DESCRIPTION OF THE TASK: Update the lines starting with the line containing "Greenhouse-scouting request: tag the smartphone" and running through the end of the items. Replace "grower's notes" with "scouting log" and leave everything else unchanged.

[Point annotation items]
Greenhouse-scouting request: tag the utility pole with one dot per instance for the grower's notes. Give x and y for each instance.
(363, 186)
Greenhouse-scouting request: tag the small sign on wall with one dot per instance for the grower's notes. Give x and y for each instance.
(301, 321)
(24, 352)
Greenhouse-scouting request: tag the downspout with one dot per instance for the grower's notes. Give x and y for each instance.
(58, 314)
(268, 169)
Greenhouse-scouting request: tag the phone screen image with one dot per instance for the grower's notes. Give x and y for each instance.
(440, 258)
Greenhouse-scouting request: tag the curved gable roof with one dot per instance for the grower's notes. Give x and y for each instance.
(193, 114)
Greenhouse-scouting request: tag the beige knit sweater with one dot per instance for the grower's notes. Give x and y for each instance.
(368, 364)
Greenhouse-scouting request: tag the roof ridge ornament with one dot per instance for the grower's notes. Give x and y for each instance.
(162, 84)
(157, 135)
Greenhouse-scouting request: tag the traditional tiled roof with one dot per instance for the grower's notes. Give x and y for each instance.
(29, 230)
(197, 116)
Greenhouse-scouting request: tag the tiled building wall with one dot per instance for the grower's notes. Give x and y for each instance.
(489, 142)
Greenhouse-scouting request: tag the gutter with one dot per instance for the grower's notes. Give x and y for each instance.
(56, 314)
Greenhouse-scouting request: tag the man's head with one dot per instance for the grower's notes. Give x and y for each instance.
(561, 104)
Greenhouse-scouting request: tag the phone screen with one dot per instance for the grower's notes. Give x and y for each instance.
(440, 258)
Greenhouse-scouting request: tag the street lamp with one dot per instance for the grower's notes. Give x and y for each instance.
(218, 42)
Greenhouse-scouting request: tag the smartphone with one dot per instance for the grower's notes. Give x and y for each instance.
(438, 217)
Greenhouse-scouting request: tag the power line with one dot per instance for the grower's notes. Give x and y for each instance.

RIGHT ANSWER:
Greenhouse-scouting request: tag the smartphone with one dot per instance for the scouting log. Give x and y for each instance.
(438, 217)
Greenhouse-scouting request: tag the power line with one dot per instance for the scouting log. Give x and y for each instance.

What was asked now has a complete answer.